- _CHALLENGES_
[1] Please copy out the Siggelkow v. State opinion starting at "Supreme Court of" and ending at "Juneau, for appellee.", replacing "Fairbanks" with "Ketchikan".
[2] Carry on the Siggelkow v. State opinion from its last sentence.

- _PASSAGE PROVIDED_
----

Siggelkow v. State

Annotate this Case

731 P.2d 57 (1987)

Walter SIGGELKOW, Appellant, v. STATE of Alaska, Appellee.

No. S-1515.

Supreme Court of Alaska.

January 9, 1987.

J. John Franich, Office of Public Advocacy, Fairbanks, for appellant.

W.H. Hawley, Asst. Atty. Gen., Anchorage, Harold M. Brown, Atty. Gen., Juneau, for appellee.



COMPTON, Justice.

In 1981, Walter Siggelkow pleaded nolo contendere to charges that he had repeatedly violated a court order prohibiting him from making contact with his former spouse. Walter received a suspended 18 month sentence, which was reinstated in 1985 following numerous additional violations of the same court order. On appeal, Walter contests the validity of the "no-contact" order and the authority of the court to punish by imprisonment his contempt of court. We affirm.


Walter and Marilyn Siggelkow were divorced on October 13, 1980, pursuant to a decree signed by Judge James R. Blair.[1] The decree of divorce contained the following order:

Until further order or until this Decree is otherwise modified by this Court, Defendant is permanently restrained, prohibited and enjoined from entering upon any of the real property awarded to the Plaintiff herein, and from engaging in any contact, direct or indirect, or otherwise harassing Plaintiff or the minor children of the parties, except through the parties' respective counsel. Any violation of the injunctive provisions of this Judgment and Decree shall be viewed by the Court as criminal contempt of court.

In August 1981, Walter was charged under AS 09.50.010(5) with fourteen counts of criminal contempt. He pleaded nolo contendere to three of the counts, each of which alleged that he had violated the "no-contact" provision of the divorce decree by contacting Marilyn. He was sentenced to serve six months on each count, the three terms to run consecutively, and was fined $500. The 18 month sentence was suspended and Walter was placed on probation until August 1985. A condition of his probation was that he comply with the court's no-contact order; any proof of a violation of that order would result in the 18 month sentence being imposed.

----

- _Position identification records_

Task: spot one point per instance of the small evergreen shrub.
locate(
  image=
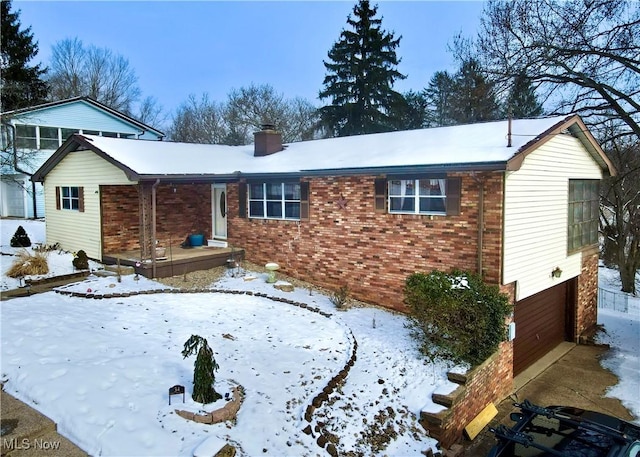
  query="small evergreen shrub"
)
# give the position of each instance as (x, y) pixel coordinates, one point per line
(456, 316)
(20, 239)
(27, 264)
(340, 297)
(81, 261)
(204, 368)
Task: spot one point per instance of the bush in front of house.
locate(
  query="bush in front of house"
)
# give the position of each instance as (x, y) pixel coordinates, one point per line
(340, 297)
(20, 239)
(80, 260)
(456, 316)
(203, 370)
(27, 264)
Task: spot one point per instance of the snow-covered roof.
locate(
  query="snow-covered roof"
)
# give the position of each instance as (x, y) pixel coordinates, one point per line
(483, 143)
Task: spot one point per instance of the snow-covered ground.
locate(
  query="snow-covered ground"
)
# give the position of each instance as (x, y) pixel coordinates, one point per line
(622, 333)
(101, 369)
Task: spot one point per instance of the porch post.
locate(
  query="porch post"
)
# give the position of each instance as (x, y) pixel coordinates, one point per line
(146, 229)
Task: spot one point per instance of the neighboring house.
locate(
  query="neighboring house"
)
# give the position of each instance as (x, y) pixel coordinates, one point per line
(31, 135)
(514, 201)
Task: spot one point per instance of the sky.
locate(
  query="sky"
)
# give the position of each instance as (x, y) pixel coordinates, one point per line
(183, 48)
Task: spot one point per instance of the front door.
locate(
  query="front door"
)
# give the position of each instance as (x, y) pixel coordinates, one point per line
(219, 210)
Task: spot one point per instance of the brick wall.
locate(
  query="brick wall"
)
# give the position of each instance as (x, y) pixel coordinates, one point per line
(120, 219)
(181, 210)
(487, 383)
(372, 253)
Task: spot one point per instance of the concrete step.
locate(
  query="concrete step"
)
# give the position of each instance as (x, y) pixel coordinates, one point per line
(28, 433)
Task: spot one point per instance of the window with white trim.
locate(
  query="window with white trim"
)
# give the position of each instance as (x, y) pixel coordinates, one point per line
(583, 211)
(70, 198)
(274, 200)
(26, 137)
(418, 196)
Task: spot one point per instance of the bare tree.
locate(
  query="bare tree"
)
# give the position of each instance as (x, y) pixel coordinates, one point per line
(77, 70)
(150, 112)
(199, 121)
(584, 53)
(246, 109)
(620, 212)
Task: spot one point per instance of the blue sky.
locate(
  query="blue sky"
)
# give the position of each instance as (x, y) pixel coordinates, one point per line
(183, 48)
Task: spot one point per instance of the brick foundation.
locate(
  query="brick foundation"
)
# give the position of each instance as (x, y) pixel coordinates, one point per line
(489, 382)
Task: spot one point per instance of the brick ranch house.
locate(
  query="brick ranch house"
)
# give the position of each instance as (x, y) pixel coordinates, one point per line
(516, 201)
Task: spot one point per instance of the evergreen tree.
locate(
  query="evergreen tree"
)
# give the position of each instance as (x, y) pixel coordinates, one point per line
(522, 101)
(438, 97)
(21, 84)
(203, 371)
(474, 97)
(361, 72)
(411, 113)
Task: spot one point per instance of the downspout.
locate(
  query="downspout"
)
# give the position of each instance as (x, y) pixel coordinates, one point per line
(19, 170)
(153, 226)
(480, 182)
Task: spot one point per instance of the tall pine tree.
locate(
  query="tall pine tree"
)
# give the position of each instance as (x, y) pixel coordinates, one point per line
(522, 101)
(438, 95)
(474, 97)
(21, 84)
(361, 72)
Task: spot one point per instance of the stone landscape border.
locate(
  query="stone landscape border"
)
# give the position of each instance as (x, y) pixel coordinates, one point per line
(325, 439)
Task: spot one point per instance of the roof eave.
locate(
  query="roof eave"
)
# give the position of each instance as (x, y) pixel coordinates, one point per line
(377, 171)
(74, 143)
(577, 128)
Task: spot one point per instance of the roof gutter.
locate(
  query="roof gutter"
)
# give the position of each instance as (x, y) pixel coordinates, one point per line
(389, 170)
(20, 170)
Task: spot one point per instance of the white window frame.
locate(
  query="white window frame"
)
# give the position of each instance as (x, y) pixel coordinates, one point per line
(69, 198)
(283, 201)
(416, 195)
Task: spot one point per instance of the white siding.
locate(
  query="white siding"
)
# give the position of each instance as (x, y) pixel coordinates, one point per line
(535, 215)
(76, 230)
(76, 115)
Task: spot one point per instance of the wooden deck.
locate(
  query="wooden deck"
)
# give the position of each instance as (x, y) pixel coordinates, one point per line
(177, 260)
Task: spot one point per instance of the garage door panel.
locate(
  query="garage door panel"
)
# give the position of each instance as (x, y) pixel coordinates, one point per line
(540, 325)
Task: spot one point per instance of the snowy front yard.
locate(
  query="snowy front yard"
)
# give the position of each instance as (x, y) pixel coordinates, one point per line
(102, 368)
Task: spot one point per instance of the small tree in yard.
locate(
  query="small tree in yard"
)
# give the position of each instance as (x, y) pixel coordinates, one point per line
(204, 368)
(456, 316)
(20, 239)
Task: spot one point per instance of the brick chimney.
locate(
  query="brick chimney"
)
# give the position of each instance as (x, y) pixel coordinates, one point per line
(267, 141)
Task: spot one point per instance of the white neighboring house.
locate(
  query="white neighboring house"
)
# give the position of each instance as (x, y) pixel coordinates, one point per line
(31, 135)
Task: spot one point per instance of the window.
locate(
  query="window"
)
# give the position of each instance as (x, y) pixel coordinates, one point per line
(417, 196)
(49, 138)
(583, 214)
(26, 137)
(70, 198)
(274, 200)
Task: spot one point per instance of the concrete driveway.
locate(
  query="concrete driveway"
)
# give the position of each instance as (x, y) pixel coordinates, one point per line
(570, 375)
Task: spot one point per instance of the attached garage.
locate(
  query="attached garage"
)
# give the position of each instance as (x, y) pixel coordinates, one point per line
(541, 321)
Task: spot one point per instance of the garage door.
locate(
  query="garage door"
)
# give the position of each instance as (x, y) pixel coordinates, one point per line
(540, 325)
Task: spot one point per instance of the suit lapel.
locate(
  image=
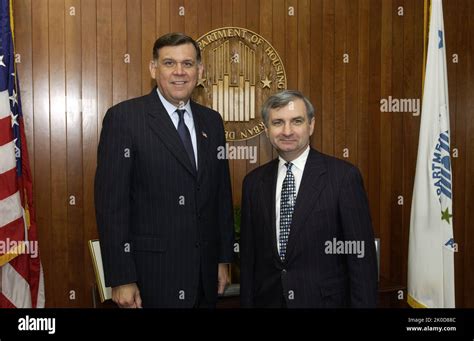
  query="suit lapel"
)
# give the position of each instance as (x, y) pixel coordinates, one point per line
(201, 138)
(163, 127)
(312, 183)
(268, 192)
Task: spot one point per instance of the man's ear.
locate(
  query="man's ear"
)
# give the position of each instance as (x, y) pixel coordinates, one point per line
(311, 126)
(200, 70)
(152, 67)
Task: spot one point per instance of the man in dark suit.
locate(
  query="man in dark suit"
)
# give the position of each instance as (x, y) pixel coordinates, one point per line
(163, 198)
(306, 233)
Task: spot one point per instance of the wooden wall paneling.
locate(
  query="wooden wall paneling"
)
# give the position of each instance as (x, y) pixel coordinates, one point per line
(328, 77)
(395, 147)
(469, 188)
(413, 56)
(280, 11)
(253, 23)
(265, 151)
(363, 99)
(119, 49)
(224, 21)
(291, 42)
(75, 232)
(352, 86)
(58, 230)
(77, 72)
(134, 49)
(339, 78)
(191, 17)
(148, 39)
(387, 195)
(42, 142)
(104, 59)
(89, 133)
(176, 20)
(304, 46)
(23, 34)
(239, 19)
(204, 17)
(216, 14)
(162, 18)
(316, 71)
(373, 175)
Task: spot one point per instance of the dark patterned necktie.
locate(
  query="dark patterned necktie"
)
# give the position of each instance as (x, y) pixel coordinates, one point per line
(287, 204)
(185, 136)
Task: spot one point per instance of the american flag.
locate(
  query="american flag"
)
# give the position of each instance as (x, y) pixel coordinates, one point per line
(21, 274)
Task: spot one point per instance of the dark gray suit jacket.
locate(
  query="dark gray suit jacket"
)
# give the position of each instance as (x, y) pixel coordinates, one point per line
(331, 203)
(161, 224)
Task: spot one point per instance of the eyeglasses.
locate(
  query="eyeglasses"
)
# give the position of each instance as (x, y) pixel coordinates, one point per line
(172, 64)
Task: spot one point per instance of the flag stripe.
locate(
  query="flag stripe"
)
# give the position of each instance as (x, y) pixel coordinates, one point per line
(10, 209)
(8, 185)
(5, 130)
(4, 104)
(15, 287)
(7, 157)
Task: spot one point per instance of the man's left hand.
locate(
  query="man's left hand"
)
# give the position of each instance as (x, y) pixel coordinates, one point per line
(222, 277)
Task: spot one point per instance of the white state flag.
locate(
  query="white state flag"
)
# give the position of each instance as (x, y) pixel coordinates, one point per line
(431, 246)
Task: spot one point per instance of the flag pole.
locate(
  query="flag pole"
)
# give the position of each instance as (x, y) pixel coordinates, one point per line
(426, 25)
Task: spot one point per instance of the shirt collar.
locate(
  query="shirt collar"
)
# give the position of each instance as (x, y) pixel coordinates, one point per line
(171, 108)
(299, 162)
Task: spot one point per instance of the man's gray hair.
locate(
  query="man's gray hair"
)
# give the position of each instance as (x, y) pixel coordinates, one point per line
(281, 99)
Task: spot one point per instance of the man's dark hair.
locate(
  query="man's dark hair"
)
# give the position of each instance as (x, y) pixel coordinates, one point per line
(175, 39)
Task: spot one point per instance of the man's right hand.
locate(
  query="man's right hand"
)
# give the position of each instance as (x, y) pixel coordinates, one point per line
(127, 296)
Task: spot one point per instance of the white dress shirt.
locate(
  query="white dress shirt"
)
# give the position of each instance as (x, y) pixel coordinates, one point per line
(297, 170)
(188, 120)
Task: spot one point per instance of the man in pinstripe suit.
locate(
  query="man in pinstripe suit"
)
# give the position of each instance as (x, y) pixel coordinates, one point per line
(163, 198)
(306, 232)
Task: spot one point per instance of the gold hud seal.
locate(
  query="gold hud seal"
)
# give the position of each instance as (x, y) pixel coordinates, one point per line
(241, 69)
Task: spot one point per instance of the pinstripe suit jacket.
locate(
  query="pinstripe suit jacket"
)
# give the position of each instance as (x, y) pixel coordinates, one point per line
(160, 223)
(331, 203)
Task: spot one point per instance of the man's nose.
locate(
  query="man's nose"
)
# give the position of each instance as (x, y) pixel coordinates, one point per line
(287, 130)
(179, 68)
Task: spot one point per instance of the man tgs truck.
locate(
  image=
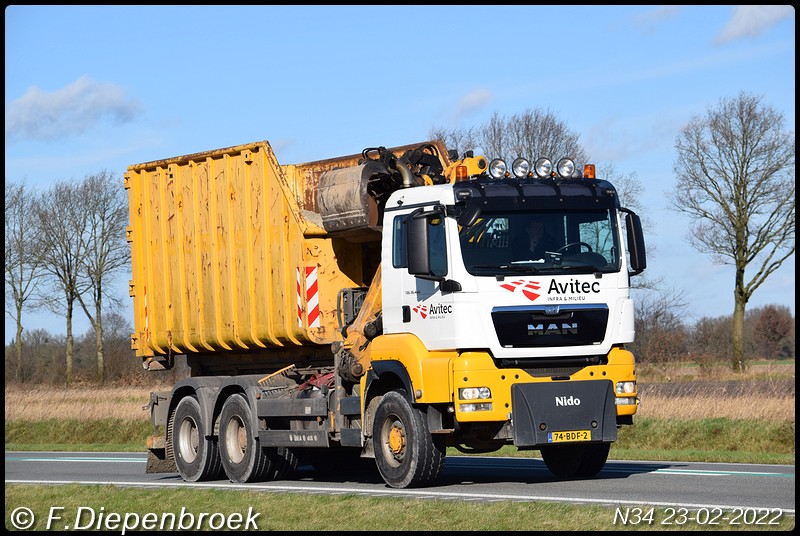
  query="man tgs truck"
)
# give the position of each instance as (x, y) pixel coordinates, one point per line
(377, 305)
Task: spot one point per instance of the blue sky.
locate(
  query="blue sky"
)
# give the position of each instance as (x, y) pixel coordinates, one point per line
(91, 88)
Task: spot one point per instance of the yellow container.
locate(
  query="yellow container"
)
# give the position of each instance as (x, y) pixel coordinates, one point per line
(229, 254)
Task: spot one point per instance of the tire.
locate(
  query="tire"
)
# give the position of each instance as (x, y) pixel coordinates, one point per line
(406, 453)
(570, 461)
(196, 457)
(242, 456)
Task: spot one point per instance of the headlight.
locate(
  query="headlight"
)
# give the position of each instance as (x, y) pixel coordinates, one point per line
(474, 393)
(543, 167)
(565, 168)
(520, 167)
(497, 169)
(626, 388)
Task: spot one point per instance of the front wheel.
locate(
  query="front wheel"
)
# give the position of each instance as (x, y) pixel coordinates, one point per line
(196, 456)
(570, 461)
(406, 453)
(242, 456)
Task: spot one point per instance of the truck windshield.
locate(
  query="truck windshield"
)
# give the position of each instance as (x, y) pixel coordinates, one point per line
(507, 243)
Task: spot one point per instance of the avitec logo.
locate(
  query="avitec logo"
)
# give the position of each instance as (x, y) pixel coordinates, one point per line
(526, 287)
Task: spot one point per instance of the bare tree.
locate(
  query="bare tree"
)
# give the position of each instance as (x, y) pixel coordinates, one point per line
(62, 223)
(735, 171)
(106, 249)
(23, 264)
(456, 140)
(772, 331)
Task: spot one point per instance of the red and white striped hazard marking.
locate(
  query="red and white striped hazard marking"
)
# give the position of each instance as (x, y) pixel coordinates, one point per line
(311, 297)
(146, 320)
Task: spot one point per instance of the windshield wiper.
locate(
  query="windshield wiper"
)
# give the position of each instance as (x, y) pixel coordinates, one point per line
(523, 268)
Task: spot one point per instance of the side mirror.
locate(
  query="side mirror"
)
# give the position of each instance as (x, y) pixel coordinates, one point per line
(635, 243)
(418, 246)
(469, 216)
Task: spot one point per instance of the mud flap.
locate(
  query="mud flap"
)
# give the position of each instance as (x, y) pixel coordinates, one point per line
(542, 408)
(157, 462)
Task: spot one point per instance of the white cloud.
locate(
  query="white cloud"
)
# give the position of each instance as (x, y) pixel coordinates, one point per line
(473, 101)
(43, 115)
(751, 21)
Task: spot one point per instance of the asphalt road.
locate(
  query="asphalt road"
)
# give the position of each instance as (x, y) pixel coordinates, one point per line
(622, 484)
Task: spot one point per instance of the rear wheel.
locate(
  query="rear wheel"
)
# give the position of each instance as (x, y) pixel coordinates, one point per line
(196, 456)
(242, 456)
(406, 453)
(569, 461)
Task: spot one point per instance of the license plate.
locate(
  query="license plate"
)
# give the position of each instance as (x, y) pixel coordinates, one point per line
(569, 436)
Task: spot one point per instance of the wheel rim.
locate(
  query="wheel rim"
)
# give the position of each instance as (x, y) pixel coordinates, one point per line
(394, 440)
(235, 440)
(188, 440)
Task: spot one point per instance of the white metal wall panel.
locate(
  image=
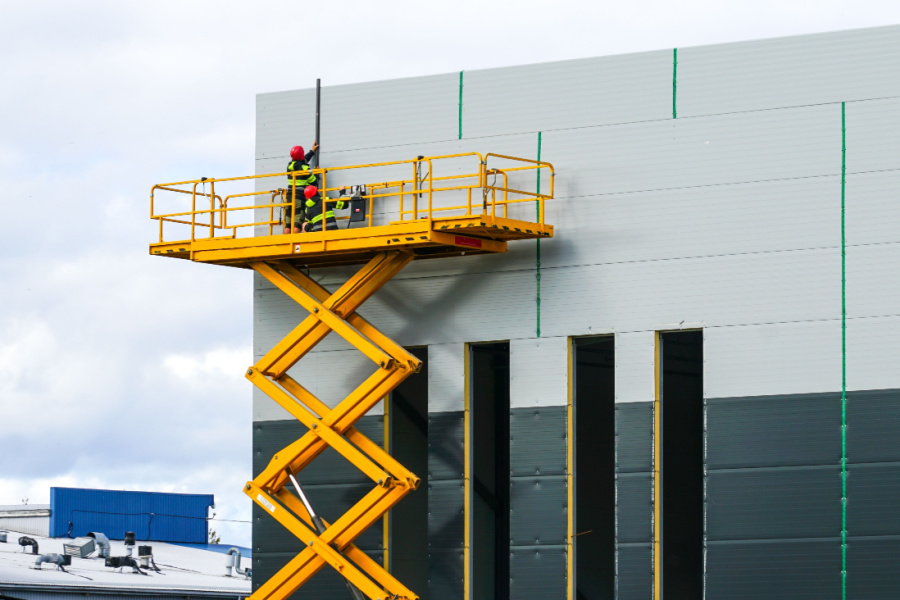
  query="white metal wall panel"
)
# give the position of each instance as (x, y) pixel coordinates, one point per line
(446, 378)
(872, 353)
(283, 120)
(873, 135)
(792, 71)
(735, 148)
(388, 113)
(471, 308)
(566, 94)
(635, 364)
(873, 280)
(538, 372)
(763, 216)
(721, 290)
(872, 201)
(781, 358)
(767, 287)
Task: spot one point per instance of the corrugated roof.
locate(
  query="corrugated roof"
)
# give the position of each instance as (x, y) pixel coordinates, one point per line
(182, 569)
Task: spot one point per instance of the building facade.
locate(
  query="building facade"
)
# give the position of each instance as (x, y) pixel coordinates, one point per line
(691, 389)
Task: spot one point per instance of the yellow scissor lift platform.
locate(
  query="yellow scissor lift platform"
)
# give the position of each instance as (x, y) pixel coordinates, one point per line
(461, 211)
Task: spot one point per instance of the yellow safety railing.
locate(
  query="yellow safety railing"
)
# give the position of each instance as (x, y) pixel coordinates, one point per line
(485, 184)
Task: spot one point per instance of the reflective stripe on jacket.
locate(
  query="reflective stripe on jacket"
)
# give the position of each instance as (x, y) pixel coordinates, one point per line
(314, 208)
(303, 177)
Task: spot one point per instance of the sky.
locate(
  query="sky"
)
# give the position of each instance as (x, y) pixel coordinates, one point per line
(123, 371)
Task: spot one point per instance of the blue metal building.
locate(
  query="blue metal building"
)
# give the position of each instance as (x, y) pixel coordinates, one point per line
(153, 516)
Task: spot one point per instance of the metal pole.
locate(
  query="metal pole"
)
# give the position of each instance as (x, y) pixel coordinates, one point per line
(320, 527)
(318, 106)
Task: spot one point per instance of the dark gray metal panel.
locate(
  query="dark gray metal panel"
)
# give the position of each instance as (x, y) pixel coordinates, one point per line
(634, 437)
(788, 430)
(445, 574)
(873, 420)
(873, 499)
(796, 502)
(446, 451)
(635, 572)
(537, 573)
(872, 572)
(445, 514)
(324, 584)
(634, 507)
(537, 513)
(774, 570)
(537, 441)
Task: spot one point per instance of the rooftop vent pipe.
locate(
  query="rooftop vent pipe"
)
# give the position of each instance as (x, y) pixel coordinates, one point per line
(26, 541)
(145, 554)
(119, 562)
(79, 547)
(233, 559)
(59, 560)
(102, 542)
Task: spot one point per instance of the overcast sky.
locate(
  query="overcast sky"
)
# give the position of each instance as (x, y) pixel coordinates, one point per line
(122, 371)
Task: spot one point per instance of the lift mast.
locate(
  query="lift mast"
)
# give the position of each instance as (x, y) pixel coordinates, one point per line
(427, 225)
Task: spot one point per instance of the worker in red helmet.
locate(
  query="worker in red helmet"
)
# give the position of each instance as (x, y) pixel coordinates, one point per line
(313, 207)
(299, 176)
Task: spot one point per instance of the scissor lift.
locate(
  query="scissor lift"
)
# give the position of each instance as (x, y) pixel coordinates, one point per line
(437, 216)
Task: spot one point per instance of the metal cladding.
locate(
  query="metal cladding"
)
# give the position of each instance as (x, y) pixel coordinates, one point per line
(152, 516)
(748, 190)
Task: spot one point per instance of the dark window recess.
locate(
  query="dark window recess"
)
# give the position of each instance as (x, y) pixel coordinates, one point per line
(489, 406)
(682, 464)
(595, 464)
(408, 432)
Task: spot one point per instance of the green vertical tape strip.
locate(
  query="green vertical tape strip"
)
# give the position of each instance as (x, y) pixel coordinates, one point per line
(460, 105)
(537, 275)
(843, 352)
(674, 83)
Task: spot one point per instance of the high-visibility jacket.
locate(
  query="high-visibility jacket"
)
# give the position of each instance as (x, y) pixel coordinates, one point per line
(314, 208)
(304, 177)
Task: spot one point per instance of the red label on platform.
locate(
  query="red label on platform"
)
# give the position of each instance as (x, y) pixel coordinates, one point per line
(461, 241)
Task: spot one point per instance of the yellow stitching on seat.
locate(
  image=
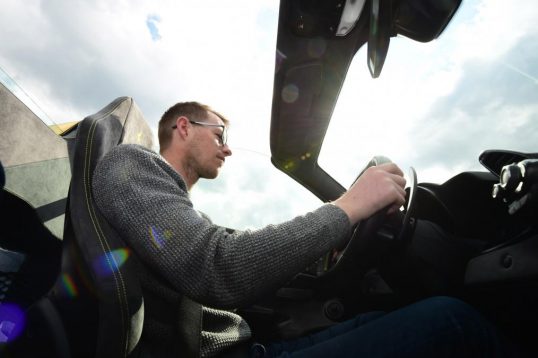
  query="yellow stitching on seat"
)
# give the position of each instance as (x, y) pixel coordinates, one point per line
(120, 285)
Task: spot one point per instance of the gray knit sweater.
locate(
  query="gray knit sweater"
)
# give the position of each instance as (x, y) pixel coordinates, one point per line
(183, 253)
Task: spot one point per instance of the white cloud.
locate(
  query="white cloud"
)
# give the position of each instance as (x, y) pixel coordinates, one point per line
(392, 115)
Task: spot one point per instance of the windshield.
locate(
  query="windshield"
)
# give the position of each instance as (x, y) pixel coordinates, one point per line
(438, 105)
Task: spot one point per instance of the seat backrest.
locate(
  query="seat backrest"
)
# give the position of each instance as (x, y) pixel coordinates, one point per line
(106, 261)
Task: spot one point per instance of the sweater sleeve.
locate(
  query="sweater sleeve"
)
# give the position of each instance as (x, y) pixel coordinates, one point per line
(146, 201)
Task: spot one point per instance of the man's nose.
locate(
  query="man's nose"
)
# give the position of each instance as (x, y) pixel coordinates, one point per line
(227, 151)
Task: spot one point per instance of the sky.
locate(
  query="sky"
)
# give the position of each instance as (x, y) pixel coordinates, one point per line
(434, 107)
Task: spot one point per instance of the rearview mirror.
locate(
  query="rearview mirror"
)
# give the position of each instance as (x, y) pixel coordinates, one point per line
(379, 36)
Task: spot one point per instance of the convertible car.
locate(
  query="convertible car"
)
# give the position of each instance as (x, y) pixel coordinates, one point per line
(68, 283)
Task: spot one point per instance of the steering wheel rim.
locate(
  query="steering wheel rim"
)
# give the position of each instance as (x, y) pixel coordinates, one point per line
(369, 240)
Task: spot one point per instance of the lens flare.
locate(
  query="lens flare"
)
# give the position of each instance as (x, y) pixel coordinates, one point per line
(12, 322)
(110, 262)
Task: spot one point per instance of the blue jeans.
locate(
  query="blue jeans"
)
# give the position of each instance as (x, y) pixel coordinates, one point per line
(435, 327)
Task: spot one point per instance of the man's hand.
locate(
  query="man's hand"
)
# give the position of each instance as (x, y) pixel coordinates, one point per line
(377, 188)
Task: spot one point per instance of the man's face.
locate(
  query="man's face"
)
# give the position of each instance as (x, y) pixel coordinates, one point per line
(207, 152)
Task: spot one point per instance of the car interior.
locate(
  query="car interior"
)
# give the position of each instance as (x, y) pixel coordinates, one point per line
(473, 237)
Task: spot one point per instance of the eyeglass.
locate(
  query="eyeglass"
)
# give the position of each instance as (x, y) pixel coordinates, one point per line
(223, 136)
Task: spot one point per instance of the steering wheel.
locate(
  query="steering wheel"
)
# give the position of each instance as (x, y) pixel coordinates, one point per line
(374, 236)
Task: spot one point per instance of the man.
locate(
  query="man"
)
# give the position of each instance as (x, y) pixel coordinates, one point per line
(145, 197)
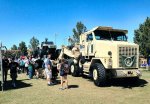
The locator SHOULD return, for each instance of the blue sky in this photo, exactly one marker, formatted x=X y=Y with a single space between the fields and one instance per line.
x=20 y=20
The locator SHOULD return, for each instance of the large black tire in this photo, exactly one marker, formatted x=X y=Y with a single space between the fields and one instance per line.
x=74 y=70
x=99 y=74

----

- _FINAL RESULTS_
[1]
Supreme Court of Alaska.

January 9, 1987.

J. John Franich, Office of Public Advocacy, Ketchikan, for appellant.

W.H. Hawley, Asst. Atty. Gen., Anchorage, Harold M. Brown, Atty. Gen., Juneau, for appellee.

[2]
In June 1985, the state filed a Petition for Probation Revocation. The state alleged that Walter had violated a condition of his probation by contacting Marilyn on numerous occasions.

Prior to the probation revocation hearing, Walter filed a motion to correct the 18 month sentence. He claimed that the court was not authorized to punish by imprisonment a violation of AS 09.50.010(5), and that the sentence was therefore illegal. The court denied the motion.

At the conclusion of the revocation hearing, Judge Blair found that Walter had violated the condition of his probation and imposed the previously suspended 18 month sentence.

Walter appealed to the court of appeals, claiming that the trial court erred when it denied his motion to correct the sentence, and that the sentence imposed by the trial court was excessive.[2]

The court of appeals issued a Certificate of Transfer to this court, stating that the question whether the superior court is authorized to include a "no-contact" order as part of a divorce decree should be resolved by the supreme court. This court entered *60 an order accepting referral of the case under AS 22.05.015(b).


Walter was sentenced for violation of AS 09.50.010(5). AS 09.50.010 provides in part:

Acts or Omissions Constituting Contempt: The following acts or omissions in respect to a court of justice or court proceedings are contempts of the authority of the court: ..... (5) disobedience of a lawful judgment, order, or process of the court; ...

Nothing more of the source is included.